A Celebration of Women Writers

"The Moors of Spain." by Mrs. Ellen M. Harrell Cantrell. pp. 253-259.
From: The Congress of Women: Held in the Woman's Building, World's Columbian Exposition, Chicago, U. S. A., 1893, With Portraits, Biographies and Addresses. Edited by Mary Kavanaugh Oldham Eagle, 1854-1903. Chicago: Monarch Book Company, 1894.


THE MOORS OF SPAIN.
By MRS. ELLEN M. HARRELL CANTRELL.

woman's portrait, head and shoulders
MRS. E. M. H. CANTRELL.

When Columbus, the man of destiny, standing in the vestibule of the Old World, drew aside the mysterious curtains that veiled its threshold, and set out on his career into unknown space, the peoples around him strained forward their eager vision to follow his dazzling course, while we, who stand here today in the culminated glory of his conception, look backward, with an interest scarcely less vivid, to pierce the obscurity from whence he emerged. There we find storm and lightning, blackness and gloom, marking the extinction of a nation, which, perhaps, more than any other, has held us with its spell of romance; namely, the Moors of Spain.

DATASET SECTION:
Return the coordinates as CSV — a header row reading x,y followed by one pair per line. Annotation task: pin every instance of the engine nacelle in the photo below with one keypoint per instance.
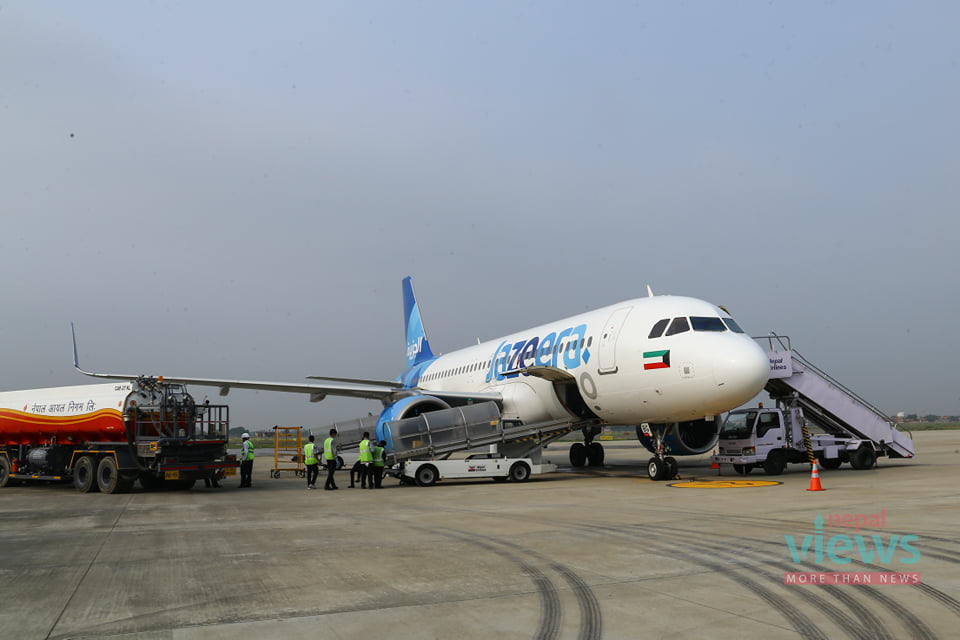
x,y
408,407
681,438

SET TASKS:
**1)** Reproduce the part of the address on the Moors of Spain starting at "From: The Congress" and ending at "M. H. CANTRELL.".
**2)** Write the next part of the address on the Moors of Spain, picking up after its final sentence.

OUTPUTS:
**1)**
From: The Congress of Women: Held in the Woman's Building, World's Columbian Exposition, Chicago, U. S. A., 1893, With Portraits, Biographies and Addresses. Edited by Mary Kavanaugh Oldham Eagle, 1854-1903. Chicago: Monarch Book Company, 1894.


THE MOORS OF SPAIN.
By MRS. ELLEN M. HARRELL CANTRELL.

woman's portrait, head and shoulders
MRS. E. M. H. CANTRELL.

**2)**
Beginning with the records of the patriarchs: they have been the theme for mediæval and modern writers; have been sung by troubadours, chronicled by historians, dramatized by poets, and may yet supply a subject, not inappropriate to this occasion, since they form the environment of Columbia's embryo hero, who, like the mythical Arabian bird, developed a new nation, from the ashes of the one just extinguished.

Prophet, poet, and painter have, in turn, brought before us for contemplation a certain group, which, though draped in the mists of antiquity, still appears in vivid outlines, appealing to our deepest emotions by its pathos, and which serves as an exponent of the histories of successive nations, more especially that of Spain.

I refer to the dual group of fugitives, Hagar and Ishmael, the outcast wanderers in the desert of Shur and the wilderness of Beersheba.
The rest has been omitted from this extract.